▶ _Set exercise_: Leave the pictures out. Return all other data exactly.

Records of labeled points
#####

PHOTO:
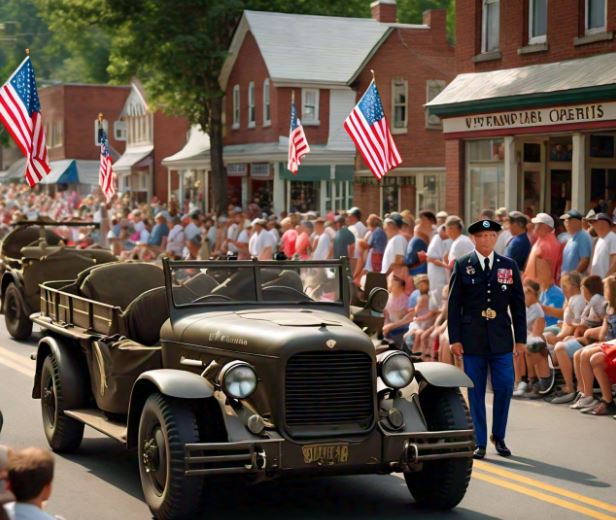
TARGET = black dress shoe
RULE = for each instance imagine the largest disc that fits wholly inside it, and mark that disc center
(501, 447)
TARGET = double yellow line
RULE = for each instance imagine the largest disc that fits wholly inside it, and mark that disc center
(545, 492)
(16, 362)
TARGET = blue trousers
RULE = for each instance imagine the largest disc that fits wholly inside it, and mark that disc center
(501, 370)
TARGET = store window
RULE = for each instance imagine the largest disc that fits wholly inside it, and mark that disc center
(485, 177)
(304, 196)
(251, 105)
(310, 106)
(267, 118)
(596, 15)
(399, 99)
(537, 21)
(490, 30)
(433, 88)
(236, 106)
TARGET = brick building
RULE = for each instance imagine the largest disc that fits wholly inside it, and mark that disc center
(325, 63)
(70, 113)
(530, 120)
(150, 137)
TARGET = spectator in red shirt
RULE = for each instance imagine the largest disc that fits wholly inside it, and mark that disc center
(546, 254)
(288, 238)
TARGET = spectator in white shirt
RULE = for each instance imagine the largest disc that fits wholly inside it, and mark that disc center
(393, 256)
(604, 257)
(461, 244)
(322, 242)
(261, 244)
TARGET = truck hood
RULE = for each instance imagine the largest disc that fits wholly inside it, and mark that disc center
(267, 332)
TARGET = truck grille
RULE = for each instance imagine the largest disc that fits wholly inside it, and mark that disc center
(327, 391)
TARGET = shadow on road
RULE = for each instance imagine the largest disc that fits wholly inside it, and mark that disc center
(550, 470)
(339, 498)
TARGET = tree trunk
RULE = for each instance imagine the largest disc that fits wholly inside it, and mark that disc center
(219, 172)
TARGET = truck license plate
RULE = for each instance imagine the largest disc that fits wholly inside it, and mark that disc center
(326, 454)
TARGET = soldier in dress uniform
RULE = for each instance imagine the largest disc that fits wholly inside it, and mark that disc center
(485, 297)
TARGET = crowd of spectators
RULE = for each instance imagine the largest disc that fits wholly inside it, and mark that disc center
(568, 264)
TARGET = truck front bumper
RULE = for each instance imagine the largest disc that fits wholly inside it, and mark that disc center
(380, 452)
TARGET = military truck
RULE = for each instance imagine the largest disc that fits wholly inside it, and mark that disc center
(30, 254)
(248, 369)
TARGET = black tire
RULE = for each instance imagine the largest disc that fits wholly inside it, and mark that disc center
(64, 434)
(165, 426)
(17, 320)
(441, 484)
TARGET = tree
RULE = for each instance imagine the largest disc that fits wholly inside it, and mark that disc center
(177, 49)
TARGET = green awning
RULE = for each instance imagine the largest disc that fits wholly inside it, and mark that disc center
(317, 173)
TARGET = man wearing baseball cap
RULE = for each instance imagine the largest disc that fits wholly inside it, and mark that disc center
(545, 255)
(578, 249)
(604, 258)
(484, 289)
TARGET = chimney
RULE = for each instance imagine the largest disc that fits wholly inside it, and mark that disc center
(384, 11)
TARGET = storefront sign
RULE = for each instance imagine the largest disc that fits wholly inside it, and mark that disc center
(260, 170)
(549, 116)
(237, 170)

#####

▶ _Result of this task_:
PHOTO:
TARGET = black dress shoe
RULE = for each instance imagine the largest disc that fits wholly inside it, and mark that disc center
(501, 447)
TARGET = double yellow line
RULE = for each instance imagine the largest disc that fits wholly inside it, and mark that disc center
(545, 492)
(16, 362)
TARGET = blue trousers
RULE = for each instance imagine the largest disc that fits wholly inside it, and mark that disc center
(501, 370)
TARGET = store window
RULE = for each instance imagine the largest disc that fits wholly inside it, and mark that disc center
(485, 177)
(304, 196)
(251, 105)
(310, 106)
(267, 118)
(596, 15)
(399, 99)
(537, 21)
(490, 30)
(433, 88)
(236, 106)
TARGET = brick building
RULE = for each instance imagine the largest disc that fits wholly inside it, and mark that disc center
(325, 63)
(70, 113)
(530, 120)
(150, 137)
TARGET = spectator in red shirt
RULE = for each instance imagine the largest disc that fits wholly inside it, and mark that disc center
(546, 254)
(288, 238)
TARGET = spectator in white shirt
RULE = for each instance imagine the largest disc that fits wholly inside it, and mark that disc center
(393, 256)
(604, 257)
(461, 244)
(322, 242)
(261, 244)
TARGET = truck hood
RULE = for each instance imagine the largest disc that fits wholly inside it, and mark that disc center
(267, 332)
TARGET = truck grille
RULE = for each instance imagine the largest disc that fits wholly inside it, and mark that disc center
(327, 391)
TARGET = shadow on road
RULE = for each instance imagine the largest disc that fits wholly inside it, and mark that disc center
(550, 470)
(339, 498)
TARGET = tree trunk
RULE = for each instance imagine the largest disc that fits wholly inside it, and mark that disc center
(219, 172)
TARGET = truck license plate
RULE = for each instance imagine the largest disc that fits wholly inside it, and mark that disc center
(326, 454)
TARGET = soldier in dress uniform
RULE = for each instance imagine the largest disc that fits wholly inside it, and mark that disc center
(485, 297)
TARGET = crowd of spectators
RULE = for each instance imagine the largest disc that fits wholly inside it, and mark that disc center
(568, 264)
TARGET = truck front bumper
RULE = for each instance imagine the largest disc that fits wholly inside it, and mark that disc center
(380, 452)
TARGET = military truck
RULE = for each instance imagine the largest disc that fits wholly inside it, and mark that disc center
(30, 254)
(248, 369)
TARGET = black tire
RULE = for each instance imagine the largest disc that fits wholly inside it, and mark that disc center
(64, 434)
(165, 426)
(17, 320)
(441, 484)
TARGET = tree
RULE = for each instance imagine the largest disc that fits wholly inside it, and mark that disc center
(177, 49)
TARGET = green awning
RULE = for each instance imagine the largest disc that fits wholly inside it, and mark that disc center
(317, 173)
TARGET = man wearing baseball cap
RULE = for each instance imagine the largest disc that fits wholly inside it, and mark that disc center
(545, 255)
(578, 249)
(604, 258)
(484, 289)
TARGET = chimney
RULE = for each instance imagine the largest disc that fits wholly inside it, and mark that disc center
(384, 11)
TARGET = storefront sign
RULE = for each instance imagine the largest disc that fits wholly inside it, and mark that disc center
(260, 170)
(549, 116)
(237, 170)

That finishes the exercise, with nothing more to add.